▶ [Task details] The lines to copy are those with "doorway" in them. Pull each one from the entries below.

═════ Data shown ═════

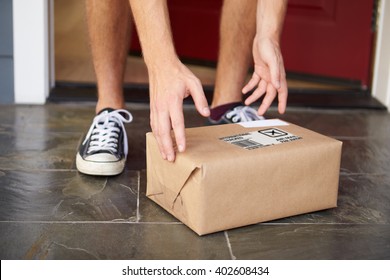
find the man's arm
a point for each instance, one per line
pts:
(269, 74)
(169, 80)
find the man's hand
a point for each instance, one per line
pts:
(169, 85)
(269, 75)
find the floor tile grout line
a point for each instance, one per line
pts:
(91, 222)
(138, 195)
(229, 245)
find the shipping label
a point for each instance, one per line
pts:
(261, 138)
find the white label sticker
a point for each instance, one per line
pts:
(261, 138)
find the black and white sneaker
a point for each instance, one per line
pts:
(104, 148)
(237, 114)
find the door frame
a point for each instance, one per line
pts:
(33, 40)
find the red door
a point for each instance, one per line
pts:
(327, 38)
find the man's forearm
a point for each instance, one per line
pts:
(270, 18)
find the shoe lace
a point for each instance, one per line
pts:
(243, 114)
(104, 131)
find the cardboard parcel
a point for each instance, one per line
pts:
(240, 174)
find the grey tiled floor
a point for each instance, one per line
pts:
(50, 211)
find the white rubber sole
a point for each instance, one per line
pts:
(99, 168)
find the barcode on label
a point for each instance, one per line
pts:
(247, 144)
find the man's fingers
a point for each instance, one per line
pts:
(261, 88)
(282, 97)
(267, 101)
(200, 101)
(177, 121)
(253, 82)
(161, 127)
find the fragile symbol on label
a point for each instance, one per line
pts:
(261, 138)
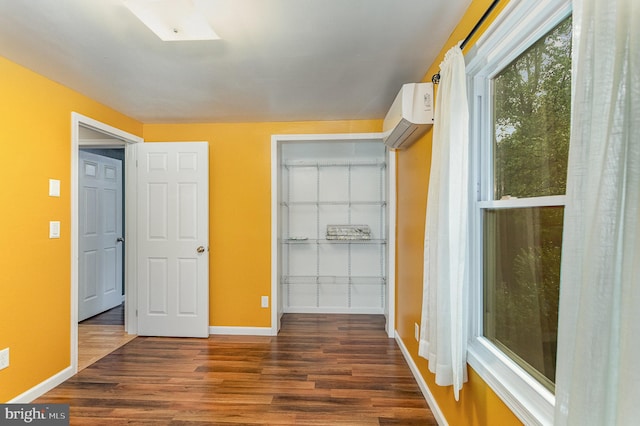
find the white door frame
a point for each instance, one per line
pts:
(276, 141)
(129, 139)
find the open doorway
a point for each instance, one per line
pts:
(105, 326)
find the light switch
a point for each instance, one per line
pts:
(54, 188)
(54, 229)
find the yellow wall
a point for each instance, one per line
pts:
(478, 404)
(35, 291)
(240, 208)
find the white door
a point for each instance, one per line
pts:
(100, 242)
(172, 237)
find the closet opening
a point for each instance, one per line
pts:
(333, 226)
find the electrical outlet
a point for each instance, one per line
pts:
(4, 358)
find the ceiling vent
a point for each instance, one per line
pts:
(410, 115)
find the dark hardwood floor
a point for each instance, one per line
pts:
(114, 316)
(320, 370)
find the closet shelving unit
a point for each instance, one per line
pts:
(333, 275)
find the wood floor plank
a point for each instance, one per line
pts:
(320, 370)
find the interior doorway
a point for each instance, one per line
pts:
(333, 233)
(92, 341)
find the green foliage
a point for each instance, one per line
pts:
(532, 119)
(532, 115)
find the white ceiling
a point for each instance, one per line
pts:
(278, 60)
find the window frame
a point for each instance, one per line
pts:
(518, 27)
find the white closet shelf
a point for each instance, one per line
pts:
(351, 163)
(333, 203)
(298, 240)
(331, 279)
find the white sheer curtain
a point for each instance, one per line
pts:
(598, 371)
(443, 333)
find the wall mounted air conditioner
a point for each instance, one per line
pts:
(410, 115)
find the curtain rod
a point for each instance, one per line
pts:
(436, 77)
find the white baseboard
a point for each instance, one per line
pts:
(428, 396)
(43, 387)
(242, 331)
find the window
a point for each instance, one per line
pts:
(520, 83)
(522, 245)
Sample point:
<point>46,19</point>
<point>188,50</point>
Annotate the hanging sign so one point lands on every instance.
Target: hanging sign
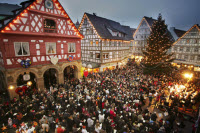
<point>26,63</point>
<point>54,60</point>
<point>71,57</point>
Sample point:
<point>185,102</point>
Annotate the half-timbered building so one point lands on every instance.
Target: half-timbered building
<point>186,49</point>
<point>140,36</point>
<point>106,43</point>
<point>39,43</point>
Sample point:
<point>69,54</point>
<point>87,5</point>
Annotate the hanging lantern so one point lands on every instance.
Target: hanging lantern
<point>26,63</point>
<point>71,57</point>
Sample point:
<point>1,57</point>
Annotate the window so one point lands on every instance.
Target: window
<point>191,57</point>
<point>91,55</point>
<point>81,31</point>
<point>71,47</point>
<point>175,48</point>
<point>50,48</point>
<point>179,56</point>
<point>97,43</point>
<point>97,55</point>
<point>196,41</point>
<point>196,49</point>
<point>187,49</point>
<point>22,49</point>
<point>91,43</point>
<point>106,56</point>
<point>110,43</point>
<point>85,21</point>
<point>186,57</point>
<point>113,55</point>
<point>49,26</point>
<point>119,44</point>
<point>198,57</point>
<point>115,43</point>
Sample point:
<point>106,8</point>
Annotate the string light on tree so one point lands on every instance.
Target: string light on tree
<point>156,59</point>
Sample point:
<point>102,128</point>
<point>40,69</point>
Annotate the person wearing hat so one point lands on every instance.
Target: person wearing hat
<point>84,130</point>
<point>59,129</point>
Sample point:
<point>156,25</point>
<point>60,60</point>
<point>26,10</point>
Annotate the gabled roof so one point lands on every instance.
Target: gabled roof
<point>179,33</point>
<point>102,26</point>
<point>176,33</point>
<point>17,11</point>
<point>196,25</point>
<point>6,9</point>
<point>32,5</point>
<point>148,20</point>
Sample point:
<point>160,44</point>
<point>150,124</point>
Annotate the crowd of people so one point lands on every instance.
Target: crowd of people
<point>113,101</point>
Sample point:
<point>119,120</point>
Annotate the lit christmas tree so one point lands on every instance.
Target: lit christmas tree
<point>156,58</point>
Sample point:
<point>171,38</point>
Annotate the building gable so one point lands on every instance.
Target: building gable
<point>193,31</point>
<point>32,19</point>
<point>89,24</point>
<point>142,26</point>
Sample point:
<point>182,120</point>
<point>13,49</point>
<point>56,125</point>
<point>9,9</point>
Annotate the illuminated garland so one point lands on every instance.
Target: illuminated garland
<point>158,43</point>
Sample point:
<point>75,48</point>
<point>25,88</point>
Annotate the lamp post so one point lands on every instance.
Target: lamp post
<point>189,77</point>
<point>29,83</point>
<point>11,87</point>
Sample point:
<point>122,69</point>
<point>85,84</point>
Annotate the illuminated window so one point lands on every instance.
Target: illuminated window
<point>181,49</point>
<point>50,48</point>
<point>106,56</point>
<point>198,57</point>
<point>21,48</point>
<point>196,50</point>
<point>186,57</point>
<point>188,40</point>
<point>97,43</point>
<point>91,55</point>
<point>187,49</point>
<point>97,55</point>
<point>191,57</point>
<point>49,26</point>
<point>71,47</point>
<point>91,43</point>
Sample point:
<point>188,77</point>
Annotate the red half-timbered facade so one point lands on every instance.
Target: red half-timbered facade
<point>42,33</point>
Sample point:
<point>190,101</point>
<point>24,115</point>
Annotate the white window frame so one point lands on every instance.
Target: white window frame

═════

▶ [Exercise response]
find the open doorway
find the interior doorway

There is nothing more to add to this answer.